# Exercise input start
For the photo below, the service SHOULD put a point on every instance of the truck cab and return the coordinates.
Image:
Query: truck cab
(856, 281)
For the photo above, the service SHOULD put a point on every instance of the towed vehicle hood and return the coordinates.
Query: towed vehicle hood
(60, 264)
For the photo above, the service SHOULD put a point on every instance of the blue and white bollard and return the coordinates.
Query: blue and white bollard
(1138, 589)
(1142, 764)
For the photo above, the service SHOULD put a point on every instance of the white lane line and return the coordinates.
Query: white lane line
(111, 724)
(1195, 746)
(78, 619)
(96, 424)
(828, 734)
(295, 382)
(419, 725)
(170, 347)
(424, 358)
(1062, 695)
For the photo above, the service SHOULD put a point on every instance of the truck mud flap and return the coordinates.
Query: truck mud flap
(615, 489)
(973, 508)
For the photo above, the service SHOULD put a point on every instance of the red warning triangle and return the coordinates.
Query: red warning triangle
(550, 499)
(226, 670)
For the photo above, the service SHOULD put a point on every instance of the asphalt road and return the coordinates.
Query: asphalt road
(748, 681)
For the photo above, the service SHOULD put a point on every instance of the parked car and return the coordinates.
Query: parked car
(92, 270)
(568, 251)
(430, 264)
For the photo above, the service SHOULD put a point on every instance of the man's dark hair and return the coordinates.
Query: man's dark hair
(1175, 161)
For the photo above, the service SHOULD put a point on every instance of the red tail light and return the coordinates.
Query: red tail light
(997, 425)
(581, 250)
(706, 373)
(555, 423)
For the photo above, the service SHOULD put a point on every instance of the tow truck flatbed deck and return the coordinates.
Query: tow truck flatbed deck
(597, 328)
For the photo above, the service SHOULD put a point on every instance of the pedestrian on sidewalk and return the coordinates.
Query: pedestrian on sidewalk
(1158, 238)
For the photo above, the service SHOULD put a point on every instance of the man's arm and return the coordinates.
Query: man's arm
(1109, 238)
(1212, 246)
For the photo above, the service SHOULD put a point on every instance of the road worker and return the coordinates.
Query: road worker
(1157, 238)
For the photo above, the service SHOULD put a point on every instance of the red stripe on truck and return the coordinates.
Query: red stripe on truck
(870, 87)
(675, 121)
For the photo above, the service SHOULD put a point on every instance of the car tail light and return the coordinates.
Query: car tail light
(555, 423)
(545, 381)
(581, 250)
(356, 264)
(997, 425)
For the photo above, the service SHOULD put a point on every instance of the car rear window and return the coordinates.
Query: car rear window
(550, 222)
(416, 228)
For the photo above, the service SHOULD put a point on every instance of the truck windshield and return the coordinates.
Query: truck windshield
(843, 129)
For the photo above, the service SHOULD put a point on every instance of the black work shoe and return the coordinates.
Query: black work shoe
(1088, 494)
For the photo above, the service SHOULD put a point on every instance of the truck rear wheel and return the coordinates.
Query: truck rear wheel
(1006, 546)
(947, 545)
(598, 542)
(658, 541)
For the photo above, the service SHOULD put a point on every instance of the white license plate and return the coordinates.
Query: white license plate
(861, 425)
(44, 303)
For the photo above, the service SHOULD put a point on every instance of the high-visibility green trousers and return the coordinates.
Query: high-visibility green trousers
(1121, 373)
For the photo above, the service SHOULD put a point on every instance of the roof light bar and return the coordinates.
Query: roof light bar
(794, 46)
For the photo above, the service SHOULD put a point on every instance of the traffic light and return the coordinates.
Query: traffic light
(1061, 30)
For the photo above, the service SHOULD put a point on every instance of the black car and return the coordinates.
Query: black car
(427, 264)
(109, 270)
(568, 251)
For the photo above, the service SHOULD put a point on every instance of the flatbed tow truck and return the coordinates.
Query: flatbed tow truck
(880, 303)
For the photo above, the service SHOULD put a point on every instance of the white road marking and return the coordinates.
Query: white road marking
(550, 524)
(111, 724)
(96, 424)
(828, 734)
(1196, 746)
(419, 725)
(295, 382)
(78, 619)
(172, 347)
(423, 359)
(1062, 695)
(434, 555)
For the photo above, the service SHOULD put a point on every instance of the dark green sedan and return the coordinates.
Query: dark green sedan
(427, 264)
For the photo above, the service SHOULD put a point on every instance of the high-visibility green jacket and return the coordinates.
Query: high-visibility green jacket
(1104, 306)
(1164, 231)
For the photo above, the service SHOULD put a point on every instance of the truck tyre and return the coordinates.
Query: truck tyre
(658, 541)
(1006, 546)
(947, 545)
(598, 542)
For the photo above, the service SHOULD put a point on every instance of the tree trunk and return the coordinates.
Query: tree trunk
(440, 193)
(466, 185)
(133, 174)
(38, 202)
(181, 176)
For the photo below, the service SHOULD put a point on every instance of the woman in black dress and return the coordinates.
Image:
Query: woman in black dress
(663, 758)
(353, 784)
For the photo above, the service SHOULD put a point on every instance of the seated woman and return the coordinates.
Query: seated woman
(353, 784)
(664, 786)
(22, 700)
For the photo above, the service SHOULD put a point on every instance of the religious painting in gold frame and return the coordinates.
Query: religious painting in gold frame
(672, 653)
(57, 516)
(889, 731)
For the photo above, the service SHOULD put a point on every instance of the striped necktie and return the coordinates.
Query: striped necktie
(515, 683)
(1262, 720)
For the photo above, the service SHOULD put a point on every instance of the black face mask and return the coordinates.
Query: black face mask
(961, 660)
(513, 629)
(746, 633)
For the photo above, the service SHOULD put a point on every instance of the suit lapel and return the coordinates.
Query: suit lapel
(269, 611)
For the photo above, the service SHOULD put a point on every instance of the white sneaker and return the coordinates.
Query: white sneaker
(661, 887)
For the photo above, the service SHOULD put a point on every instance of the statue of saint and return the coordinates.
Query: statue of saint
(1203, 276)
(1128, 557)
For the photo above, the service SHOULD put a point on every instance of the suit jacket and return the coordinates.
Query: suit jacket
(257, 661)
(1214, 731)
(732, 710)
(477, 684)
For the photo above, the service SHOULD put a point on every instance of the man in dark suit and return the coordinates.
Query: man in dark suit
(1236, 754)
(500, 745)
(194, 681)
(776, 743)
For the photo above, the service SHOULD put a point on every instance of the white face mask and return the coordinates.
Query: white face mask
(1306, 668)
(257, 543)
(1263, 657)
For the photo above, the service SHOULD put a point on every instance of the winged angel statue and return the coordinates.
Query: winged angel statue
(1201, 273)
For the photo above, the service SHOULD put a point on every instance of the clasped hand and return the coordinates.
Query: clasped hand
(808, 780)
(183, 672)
# Exercise input end
▶ _What the task requires_
Swap every "SHOULD" in the listing above for "MUST" and reproduce the listing with no other changes.

▶ _Solution to this exercise_
For the photo below, the service MUST put a point on every instance of the truck cab and return the coordinates.
Image:
Query: truck cab
(856, 281)
For the photo above, the service MUST put a point on every instance of the towed vehicle hood and return the coordinates.
Query: towed vehicle hood
(60, 264)
For the photo above, the service MUST put a point on every instance of the blue and white bollard and return the coordinates.
Query: blue and white bollard
(1138, 589)
(1142, 764)
For the photo above, the service MUST put a point on every instance of the white lane line and return the coordinates.
Query: white lane line
(111, 724)
(1195, 746)
(78, 619)
(96, 424)
(828, 734)
(295, 382)
(419, 725)
(170, 347)
(424, 358)
(1062, 695)
For the photo above, the service MUST put a point on every instance of the truck mud flap and return the coordinates.
Query: truck mud flap
(615, 489)
(973, 508)
For the photo above, the service MUST put a point on every instance of the red warning triangle and return the coordinates.
Query: red warning triangle
(550, 499)
(226, 670)
For the photo above, the service MUST put a point on every instance of the asphalt road and return the coordinates.
Query: asphalt road
(748, 681)
For the photo above, the service MUST put a point on every instance of the parked car and return the coordinates.
Query: parked car
(92, 270)
(568, 251)
(430, 264)
For the photo above, the service MUST put a point on every instance of the man's dark hair and return the coordinates.
Query: man's dark hair
(1175, 161)
For the photo above, the service MUST put a point on every instance of the red tail light and return the coordinates.
Query: red tail light
(997, 425)
(581, 250)
(706, 373)
(555, 423)
For the photo above, the service MUST put a point on every instance of the tow truck flatbed deck and return the coordinates.
Query: tow truck flatbed deck
(597, 328)
For the photo above, the service MUST put a point on every instance of the pedestrian on sidewalk and return the coordinates.
Query: pedestrian on sidewalk
(1158, 238)
For the photo above, the service MUST put a point on every instance of the man's arm and return the coordinates.
Query: man's arm
(1109, 238)
(1212, 246)
For the photo above, the service MUST put a point on every instance of the road worker and return the coordinates.
Query: road worker
(1157, 238)
For the photo above, the service MUST put a point on every instance of the red stripe on truck and return the coordinates.
Query: red stripe on truck
(870, 87)
(675, 121)
For the photo above, the service MUST put a point on every instance of the car tail light and return the coordinates.
Query: car tail light
(555, 423)
(545, 381)
(581, 250)
(356, 264)
(997, 425)
For the photo above, the service MUST put a point on every instance of the car rear window and return the coordinates.
Query: car rear window
(550, 222)
(416, 228)
For the photo above, the service MUST put a point on every instance of the truck windshield and return the coordinates.
Query: truck windshield
(843, 129)
For the photo above, the service MUST put a point on every instance of the black work shoe and return the coordinates.
Query: black work shoe
(1088, 494)
For the photo above, the service MUST put a point on every instance of the truck rear wheel and return the coordinates.
Query: truck rear wheel
(1006, 546)
(947, 545)
(598, 542)
(658, 541)
For the photo above, the service MUST put a point on every instance of the white license plate and return the coordinates.
Query: white license plate
(861, 425)
(44, 303)
For the photo above, the service MUST put a point on every instance of the high-visibility green trousers and return the coordinates.
Query: high-visibility green trousers
(1121, 373)
For the photo above, the service MUST put a point on every instance of the roof light bar and return the coordinates.
Query: roof light bar
(794, 46)
For the photo above, the service MUST put a point on every instance of the traffic light and return the coordinates.
Query: traffic light
(1061, 30)
For the photo above, the service MUST put a point on every instance of the black car and return the coordinates.
Query: black car
(427, 264)
(109, 270)
(568, 251)
For the photo above, the service MUST put a point on every instance of the flatbed tow truck and return the coordinates.
Query: flatbed tow truck
(880, 303)
For the photo above, the service MUST put a point on every instance of the white road marking and return the coordinates.
Query: white road marking
(550, 524)
(111, 724)
(96, 424)
(828, 734)
(1196, 746)
(419, 725)
(295, 382)
(78, 619)
(172, 347)
(423, 359)
(1062, 695)
(434, 555)
For the photo above, the service MUST put a point on every instance of the dark green sedan and return the coordinates.
Query: dark green sedan
(427, 264)
For the photo above, the service MUST put a point on every instance of the high-visibility green jacket and return the coordinates.
Query: high-visibility green jacket
(1104, 306)
(1164, 231)
For the photo above, the service MUST put a point on every instance of the truck tyre and return the coordinates.
Query: truck tyre
(658, 541)
(1006, 546)
(947, 545)
(598, 542)
For the photo above, the service MUST put a point on every instance of the tree trunk and return the coordinates.
Query: tree trunk
(440, 193)
(466, 185)
(133, 174)
(38, 202)
(181, 176)
For the photo below, the service MUST put a point on every instance of the woman in black dress and return the coordinates.
Image:
Query: woman in black dress
(663, 758)
(353, 784)
For the photo above, the service MUST put a point on every instance of the seated woman and return the coordinates.
Query: seated woman
(353, 784)
(664, 786)
(22, 700)
For the photo above, the service MUST put a point on every instance of the religious painting in gold frame and return the coordinates.
Query: religious painting in gold frame
(672, 653)
(57, 516)
(889, 731)
For the photo above, the service MUST put a point on every instance of the striped necktie and return the coordinates.
Query: striped necktie
(515, 683)
(1262, 720)
For the photo above, the service MUST put a point on every instance of the black face mask and return the coordinates.
Query: black face mask
(961, 660)
(513, 629)
(746, 633)
For the photo above, the service MUST put a point on every instance of the suit lapel and return the coordinates.
Query: suit lapel
(269, 611)
For the photo above, the service MUST put a point on every instance of the white sneaker and return the coordinates.
Query: white sneaker
(661, 887)
For the photo above, the service MUST put a point on every instance of the statue of saint and return the coordinates.
Query: statue of saint
(1203, 276)
(1128, 557)
For the photo above, the service MUST put a point on every instance of the suit jacket and return the coordinates.
Query: suit jacket
(257, 661)
(1214, 731)
(732, 710)
(477, 684)
For the photo above, the service MUST put a point on every instance of the man in dark suit and return the coordinates.
Query: man in dark suit
(1236, 754)
(500, 745)
(194, 681)
(776, 743)
For the photo above, the service MUST put a point on every instance of the white face mask and return the coordinates.
Query: white face mask
(1306, 668)
(257, 543)
(1263, 657)
For the photo above, the service MUST put a point on every instance of the winged angel statue and return the coordinates.
Query: winged angel statue
(1201, 273)
For the photo above, the service MUST put a point on every instance of the clasped hand and return the coordinates.
Query: clasped hand
(808, 780)
(183, 672)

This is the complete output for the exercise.